Reproduce the data below without any changes, leaving the pictures out.

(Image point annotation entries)
§
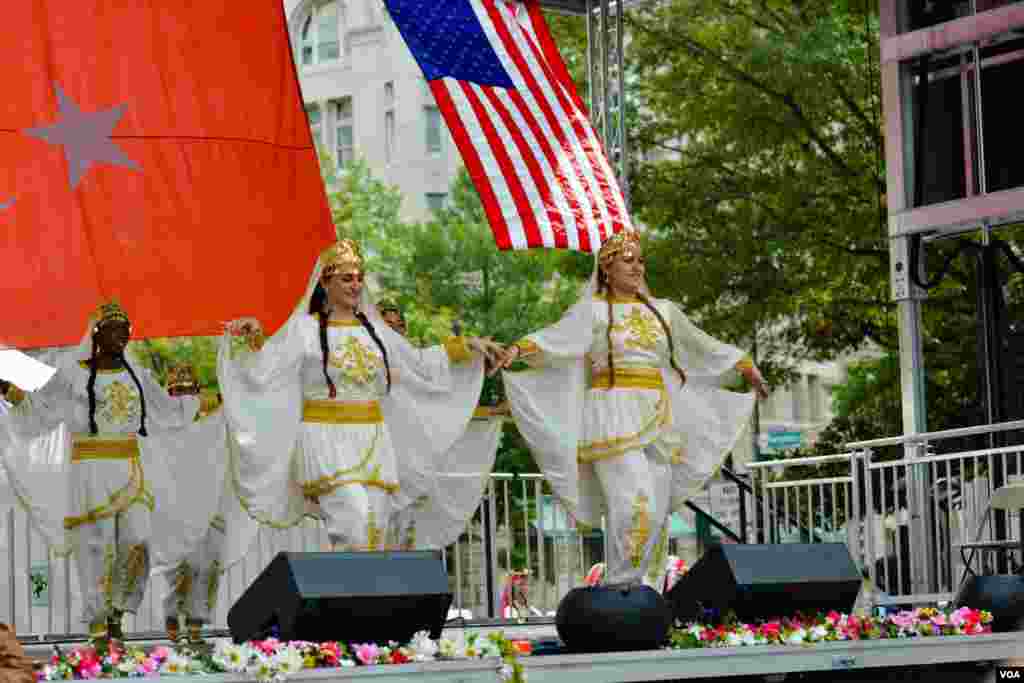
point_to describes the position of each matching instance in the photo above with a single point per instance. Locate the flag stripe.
(587, 136)
(515, 198)
(561, 180)
(473, 164)
(552, 93)
(576, 172)
(517, 119)
(547, 207)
§
▶ **SOLUTION TO THE PROBLEM**:
point_to describes the position of each matching instance in the photo above with a single point per instance. Locate the flag stripe.
(587, 136)
(515, 198)
(561, 180)
(473, 164)
(552, 93)
(576, 172)
(517, 119)
(547, 207)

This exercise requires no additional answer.